*** Material provided

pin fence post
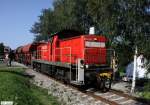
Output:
[131,46,137,93]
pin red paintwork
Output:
[37,35,106,64]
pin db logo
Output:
[0,101,13,105]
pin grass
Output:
[0,65,59,105]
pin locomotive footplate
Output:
[96,68,113,91]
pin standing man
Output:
[8,51,14,66]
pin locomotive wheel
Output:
[103,77,112,91]
[97,77,104,90]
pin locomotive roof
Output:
[51,29,84,39]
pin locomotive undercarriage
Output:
[32,61,112,91]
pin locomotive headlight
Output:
[85,65,89,69]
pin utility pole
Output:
[131,46,137,93]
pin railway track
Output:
[33,69,148,105]
[17,62,149,105]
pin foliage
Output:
[31,0,150,67]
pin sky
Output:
[0,0,53,49]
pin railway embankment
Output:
[14,63,149,105]
[0,62,60,105]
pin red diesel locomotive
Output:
[16,30,113,89]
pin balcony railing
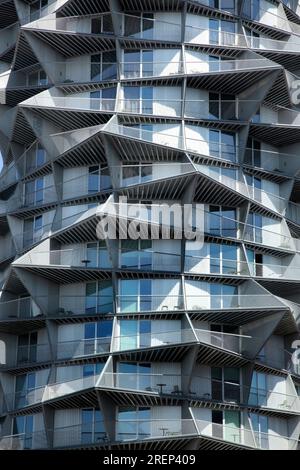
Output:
[22,95,116,113]
[0,297,41,321]
[56,337,111,360]
[3,344,51,368]
[3,372,300,414]
[121,58,277,79]
[0,431,48,450]
[196,419,296,450]
[0,418,297,450]
[196,164,287,214]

******

__The problem__: Put the lines above into a numbered list, skipping any blank lines and leaving the pictures out.

__Task response__:
1. pin fence post
2. Output:
3. [131,46,137,93]
4. pin red paintwork
5. Output:
6. [37,35,106,64]
7. pin db logo
8. Output:
9. [0,101,13,105]
10. pin grass
11. Output:
12. [0,65,59,105]
13. pin locomotive footplate
14. Output:
15. [96,68,113,91]
16. pin standing man
17. Output:
18. [8,51,14,66]
19. pin locomotive wheel
20. Output:
21. [103,77,112,91]
22. [97,77,104,90]
23. pin locomotive roof
24. Output:
25. [51,29,84,39]
26. pin locomotive undercarriage
27. Output:
28. [32,61,112,91]
29. pin locomotive headlight
30. Output:
31. [85,65,89,69]
32. pin utility pole
33. Output:
34. [131,46,137,93]
35. pin railway track
36. Output:
37. [33,69,148,105]
38. [17,62,149,105]
39. pin foliage
40. Output:
41. [31,0,150,67]
42. pin sky
43. Output:
44. [0,0,53,49]
45. pin railway embankment
46. Output:
47. [14,63,149,105]
48. [0,62,60,105]
49. pin red diesel locomotive
50. Output:
51. [16,30,113,89]
52. pin balcony railing
53. Output:
54. [22,95,116,113]
55. [0,297,41,321]
56. [56,337,111,360]
57. [3,344,51,368]
58. [3,372,300,414]
59. [121,58,277,79]
60. [0,431,48,450]
61. [196,419,296,450]
62. [0,418,297,450]
63. [196,164,287,214]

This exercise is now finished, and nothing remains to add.